What you will do: Please copy each line below that contains the string "cobblestone".

Items from a dataset
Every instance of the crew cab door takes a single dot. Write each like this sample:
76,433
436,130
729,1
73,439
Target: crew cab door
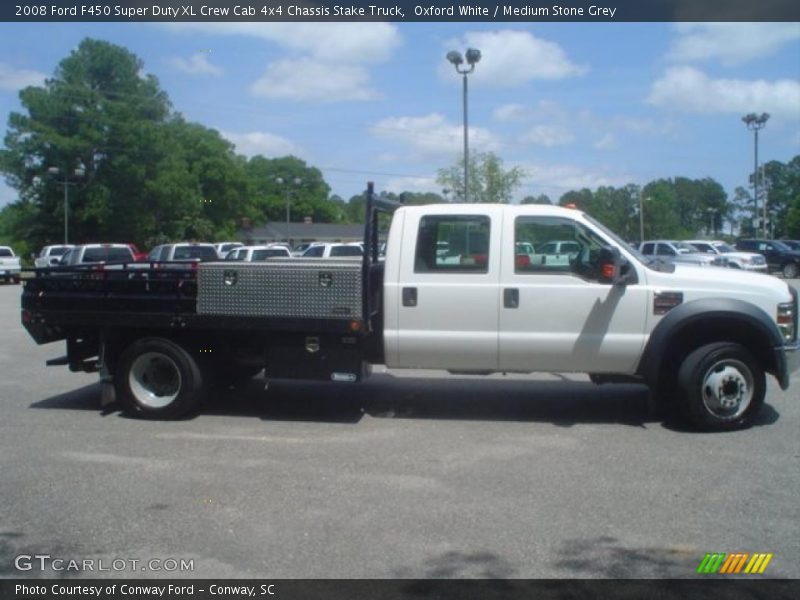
558,316
446,299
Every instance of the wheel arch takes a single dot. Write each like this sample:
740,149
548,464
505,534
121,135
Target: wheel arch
700,322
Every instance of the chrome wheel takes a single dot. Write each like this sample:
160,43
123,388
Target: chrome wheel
154,379
727,389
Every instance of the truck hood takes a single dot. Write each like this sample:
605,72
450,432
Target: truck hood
716,282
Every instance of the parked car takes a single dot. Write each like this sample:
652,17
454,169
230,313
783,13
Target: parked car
678,252
223,248
97,253
50,255
793,244
9,265
330,250
256,253
183,252
749,261
778,255
300,248
137,254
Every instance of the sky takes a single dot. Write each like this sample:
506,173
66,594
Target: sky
573,104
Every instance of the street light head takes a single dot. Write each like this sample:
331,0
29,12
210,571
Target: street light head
473,56
455,58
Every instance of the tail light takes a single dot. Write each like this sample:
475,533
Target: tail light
786,321
608,271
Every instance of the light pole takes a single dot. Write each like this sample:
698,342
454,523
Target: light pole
472,56
754,123
280,181
77,174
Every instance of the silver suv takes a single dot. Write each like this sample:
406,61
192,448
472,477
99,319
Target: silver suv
749,261
679,253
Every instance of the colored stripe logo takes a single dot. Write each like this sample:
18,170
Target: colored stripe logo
734,563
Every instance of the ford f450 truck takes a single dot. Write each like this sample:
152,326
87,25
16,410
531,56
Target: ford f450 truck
453,293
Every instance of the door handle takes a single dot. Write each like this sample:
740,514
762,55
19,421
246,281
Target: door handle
409,296
511,298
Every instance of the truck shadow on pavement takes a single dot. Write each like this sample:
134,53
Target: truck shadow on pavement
562,403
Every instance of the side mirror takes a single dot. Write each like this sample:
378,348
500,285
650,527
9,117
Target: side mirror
611,263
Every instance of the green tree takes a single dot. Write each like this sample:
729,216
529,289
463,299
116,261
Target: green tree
782,194
488,180
540,199
149,175
276,181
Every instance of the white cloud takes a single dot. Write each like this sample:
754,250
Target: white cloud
412,184
690,90
543,110
433,135
730,43
548,136
16,79
263,143
306,79
511,58
607,142
555,180
352,43
197,64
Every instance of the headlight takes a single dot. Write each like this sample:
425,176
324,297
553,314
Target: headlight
786,321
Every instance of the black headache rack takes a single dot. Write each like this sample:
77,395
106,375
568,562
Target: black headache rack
58,300
66,302
372,271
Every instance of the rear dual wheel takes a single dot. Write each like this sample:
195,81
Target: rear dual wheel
156,378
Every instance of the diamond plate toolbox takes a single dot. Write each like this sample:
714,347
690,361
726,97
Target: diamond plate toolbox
296,288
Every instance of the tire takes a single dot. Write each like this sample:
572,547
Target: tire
156,378
721,387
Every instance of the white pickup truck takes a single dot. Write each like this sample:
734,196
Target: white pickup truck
700,338
9,265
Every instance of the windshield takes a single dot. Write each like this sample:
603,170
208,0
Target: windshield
622,244
780,246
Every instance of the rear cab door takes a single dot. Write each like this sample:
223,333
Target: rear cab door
559,315
445,290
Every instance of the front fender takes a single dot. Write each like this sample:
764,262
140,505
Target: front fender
708,320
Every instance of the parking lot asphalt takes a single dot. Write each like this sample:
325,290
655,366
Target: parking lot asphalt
417,474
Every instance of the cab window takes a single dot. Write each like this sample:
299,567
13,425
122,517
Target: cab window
560,246
453,243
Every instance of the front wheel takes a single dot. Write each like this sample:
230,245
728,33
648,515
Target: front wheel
158,379
722,387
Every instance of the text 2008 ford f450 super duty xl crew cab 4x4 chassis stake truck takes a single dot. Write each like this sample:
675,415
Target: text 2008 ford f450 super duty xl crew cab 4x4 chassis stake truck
703,337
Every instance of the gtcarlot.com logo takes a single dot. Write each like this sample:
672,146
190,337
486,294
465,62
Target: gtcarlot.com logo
46,562
734,563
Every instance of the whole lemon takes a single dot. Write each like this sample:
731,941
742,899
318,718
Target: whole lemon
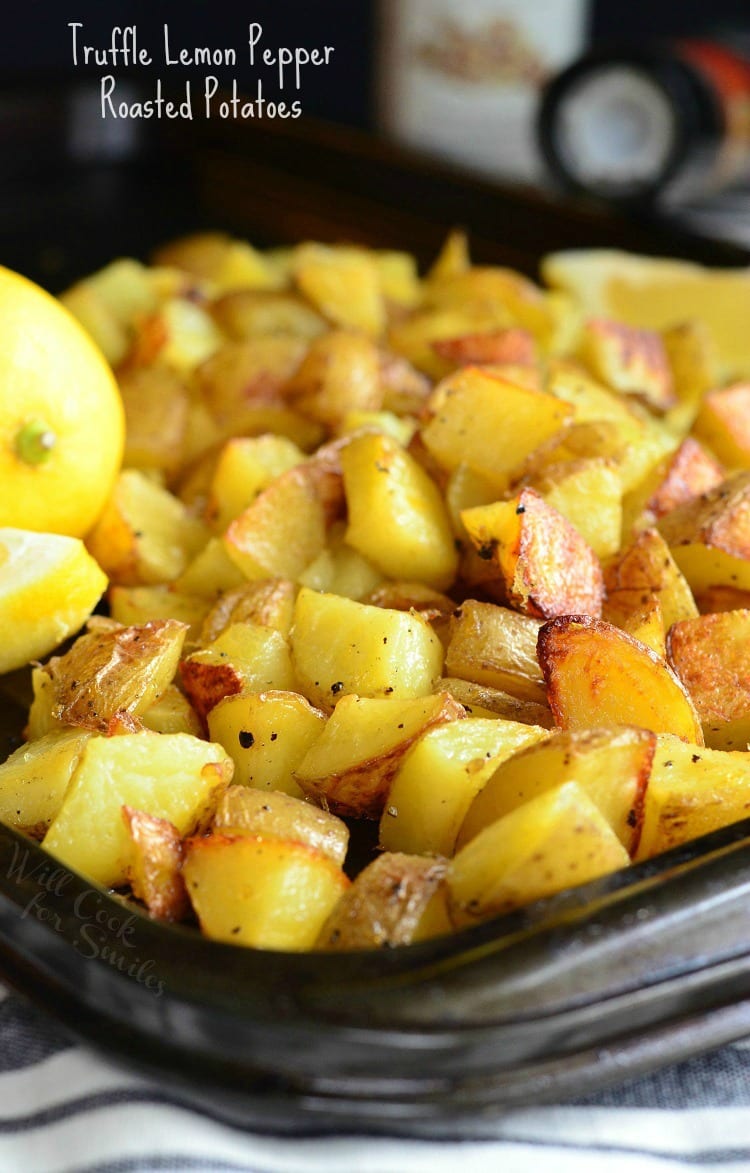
61,417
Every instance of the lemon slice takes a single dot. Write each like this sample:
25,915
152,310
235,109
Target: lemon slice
656,292
49,585
61,417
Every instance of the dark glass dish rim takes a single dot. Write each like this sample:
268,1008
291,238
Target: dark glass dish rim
603,982
598,984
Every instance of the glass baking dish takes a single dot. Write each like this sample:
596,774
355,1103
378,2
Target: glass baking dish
603,982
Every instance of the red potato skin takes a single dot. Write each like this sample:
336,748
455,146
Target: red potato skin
559,573
552,650
711,657
512,346
690,473
207,684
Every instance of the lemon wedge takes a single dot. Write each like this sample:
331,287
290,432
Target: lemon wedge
49,584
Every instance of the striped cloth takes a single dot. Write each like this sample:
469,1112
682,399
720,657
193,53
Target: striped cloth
66,1110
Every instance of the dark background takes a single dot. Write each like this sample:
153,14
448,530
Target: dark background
35,40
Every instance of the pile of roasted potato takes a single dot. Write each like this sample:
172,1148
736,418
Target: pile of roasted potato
434,551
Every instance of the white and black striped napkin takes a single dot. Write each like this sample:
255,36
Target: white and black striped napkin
66,1110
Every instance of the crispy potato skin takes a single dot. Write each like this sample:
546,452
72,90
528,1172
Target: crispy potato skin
546,565
384,904
114,676
718,519
358,786
596,675
272,814
514,346
689,473
155,873
711,657
630,360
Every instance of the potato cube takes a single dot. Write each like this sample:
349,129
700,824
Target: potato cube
629,360
544,563
250,313
572,486
493,645
693,361
269,603
352,764
723,424
210,573
134,605
34,779
639,616
690,793
339,373
344,284
243,811
245,466
439,778
267,734
474,412
646,568
497,347
711,657
396,513
613,766
110,673
598,676
641,439
484,700
385,904
245,657
155,865
174,777
340,646
709,537
240,377
144,534
173,713
282,531
263,893
556,840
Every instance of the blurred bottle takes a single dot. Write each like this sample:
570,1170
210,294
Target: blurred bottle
657,123
464,81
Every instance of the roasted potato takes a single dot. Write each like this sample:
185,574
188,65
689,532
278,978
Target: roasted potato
444,551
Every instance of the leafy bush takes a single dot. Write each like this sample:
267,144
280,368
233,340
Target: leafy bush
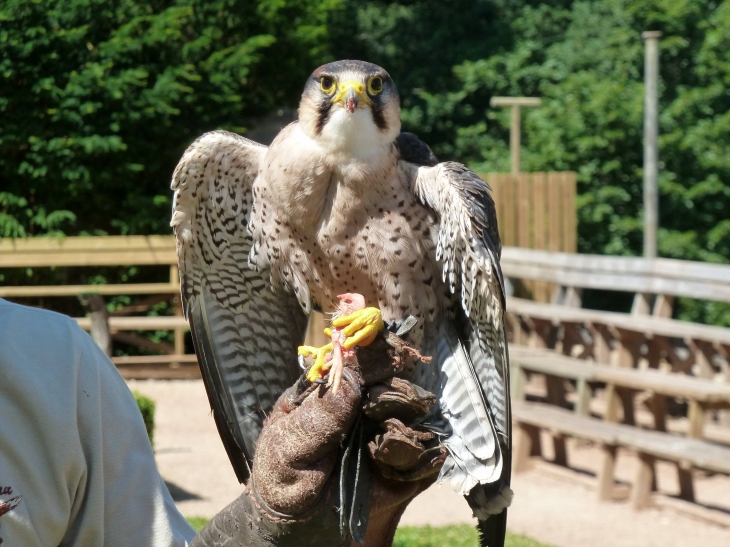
147,408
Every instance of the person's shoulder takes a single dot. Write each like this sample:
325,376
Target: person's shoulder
35,317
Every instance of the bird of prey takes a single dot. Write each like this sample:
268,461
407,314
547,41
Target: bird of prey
343,202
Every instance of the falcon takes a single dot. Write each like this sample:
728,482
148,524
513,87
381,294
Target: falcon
343,202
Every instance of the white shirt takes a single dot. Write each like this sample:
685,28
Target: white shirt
75,462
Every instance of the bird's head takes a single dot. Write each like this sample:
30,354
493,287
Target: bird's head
351,106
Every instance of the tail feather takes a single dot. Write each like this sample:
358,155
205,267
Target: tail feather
493,531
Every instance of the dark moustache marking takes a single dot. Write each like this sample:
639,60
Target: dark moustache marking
323,114
378,117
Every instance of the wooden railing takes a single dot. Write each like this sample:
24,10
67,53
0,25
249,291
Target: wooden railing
536,211
641,356
112,251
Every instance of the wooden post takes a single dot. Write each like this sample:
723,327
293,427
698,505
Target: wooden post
686,485
177,307
658,405
651,148
514,131
663,306
696,417
605,473
523,446
644,483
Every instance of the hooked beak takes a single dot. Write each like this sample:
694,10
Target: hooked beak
351,95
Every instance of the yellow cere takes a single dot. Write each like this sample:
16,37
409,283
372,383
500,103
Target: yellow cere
355,86
375,85
327,85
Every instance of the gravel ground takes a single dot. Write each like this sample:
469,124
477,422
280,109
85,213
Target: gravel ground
550,506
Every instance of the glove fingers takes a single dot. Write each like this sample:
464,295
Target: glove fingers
397,398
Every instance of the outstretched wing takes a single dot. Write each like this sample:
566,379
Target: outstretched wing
245,335
469,248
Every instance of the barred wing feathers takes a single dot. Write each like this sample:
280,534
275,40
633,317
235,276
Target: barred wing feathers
245,335
469,248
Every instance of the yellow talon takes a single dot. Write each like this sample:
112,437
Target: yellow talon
319,369
361,327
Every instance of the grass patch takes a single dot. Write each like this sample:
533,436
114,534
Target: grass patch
463,535
197,522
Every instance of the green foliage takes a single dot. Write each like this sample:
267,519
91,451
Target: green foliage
585,59
197,522
428,536
99,99
454,536
147,408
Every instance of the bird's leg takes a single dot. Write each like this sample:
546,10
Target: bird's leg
361,327
320,367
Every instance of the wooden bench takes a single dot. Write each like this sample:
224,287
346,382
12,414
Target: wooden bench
701,394
687,453
647,336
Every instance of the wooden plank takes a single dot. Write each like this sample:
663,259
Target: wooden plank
524,213
509,197
84,244
541,290
74,290
672,385
138,360
88,251
140,323
686,483
522,447
570,212
554,222
646,325
493,180
606,472
698,453
643,482
632,267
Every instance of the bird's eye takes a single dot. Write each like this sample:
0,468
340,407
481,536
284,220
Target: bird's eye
375,85
327,85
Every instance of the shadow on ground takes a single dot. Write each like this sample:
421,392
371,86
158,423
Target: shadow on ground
178,493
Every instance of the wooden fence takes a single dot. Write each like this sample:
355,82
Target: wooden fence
536,211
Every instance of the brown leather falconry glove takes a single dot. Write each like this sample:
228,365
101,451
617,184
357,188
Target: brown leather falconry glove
332,467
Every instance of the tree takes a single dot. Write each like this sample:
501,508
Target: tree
99,99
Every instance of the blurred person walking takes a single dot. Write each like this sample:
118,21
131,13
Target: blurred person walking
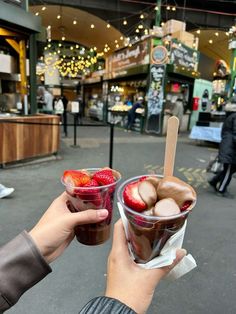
227,152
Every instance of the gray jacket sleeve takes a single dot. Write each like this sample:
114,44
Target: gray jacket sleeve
105,305
21,267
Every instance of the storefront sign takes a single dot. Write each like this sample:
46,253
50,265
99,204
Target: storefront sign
155,98
129,57
159,55
184,56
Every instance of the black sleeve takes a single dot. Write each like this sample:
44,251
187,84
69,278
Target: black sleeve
21,267
105,305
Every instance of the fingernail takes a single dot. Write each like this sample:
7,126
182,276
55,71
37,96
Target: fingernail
102,213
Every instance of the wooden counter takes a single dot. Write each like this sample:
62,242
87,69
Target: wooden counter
19,141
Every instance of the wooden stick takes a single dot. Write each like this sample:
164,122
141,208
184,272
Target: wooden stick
171,142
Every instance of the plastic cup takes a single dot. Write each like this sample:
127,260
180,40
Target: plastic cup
83,198
148,234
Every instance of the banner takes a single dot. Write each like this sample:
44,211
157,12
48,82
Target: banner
155,98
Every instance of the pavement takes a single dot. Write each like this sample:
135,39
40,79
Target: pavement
80,274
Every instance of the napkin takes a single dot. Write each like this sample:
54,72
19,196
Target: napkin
168,253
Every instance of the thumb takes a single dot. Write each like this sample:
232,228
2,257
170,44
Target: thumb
87,216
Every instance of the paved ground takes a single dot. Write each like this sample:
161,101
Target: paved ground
80,273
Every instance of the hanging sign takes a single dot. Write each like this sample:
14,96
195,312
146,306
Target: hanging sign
184,56
159,55
155,98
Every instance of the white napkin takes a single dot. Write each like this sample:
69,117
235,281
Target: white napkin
168,253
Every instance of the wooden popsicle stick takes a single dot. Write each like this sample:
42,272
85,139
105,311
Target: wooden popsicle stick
171,142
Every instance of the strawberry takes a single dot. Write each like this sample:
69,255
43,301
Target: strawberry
132,198
104,176
89,194
185,205
76,178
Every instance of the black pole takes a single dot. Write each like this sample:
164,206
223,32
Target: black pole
75,129
111,144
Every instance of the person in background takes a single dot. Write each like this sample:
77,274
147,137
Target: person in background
5,191
177,109
30,253
227,152
132,113
65,104
46,99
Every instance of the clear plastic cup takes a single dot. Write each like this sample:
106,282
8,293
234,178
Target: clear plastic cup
148,234
83,198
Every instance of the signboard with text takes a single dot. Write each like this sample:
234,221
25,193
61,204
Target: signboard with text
129,57
155,98
184,56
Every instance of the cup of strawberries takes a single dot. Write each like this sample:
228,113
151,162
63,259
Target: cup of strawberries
91,188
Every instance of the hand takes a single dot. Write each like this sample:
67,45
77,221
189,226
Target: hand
55,230
128,282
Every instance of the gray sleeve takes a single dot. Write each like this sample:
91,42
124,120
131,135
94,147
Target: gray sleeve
21,267
105,305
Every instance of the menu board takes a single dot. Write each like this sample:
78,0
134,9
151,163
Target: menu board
184,56
129,57
155,98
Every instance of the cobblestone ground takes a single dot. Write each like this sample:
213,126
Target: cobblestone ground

Completed task:
Every instance of the cobblestone ground takes a single dot. Write each like this sample:
Target: cobblestone ground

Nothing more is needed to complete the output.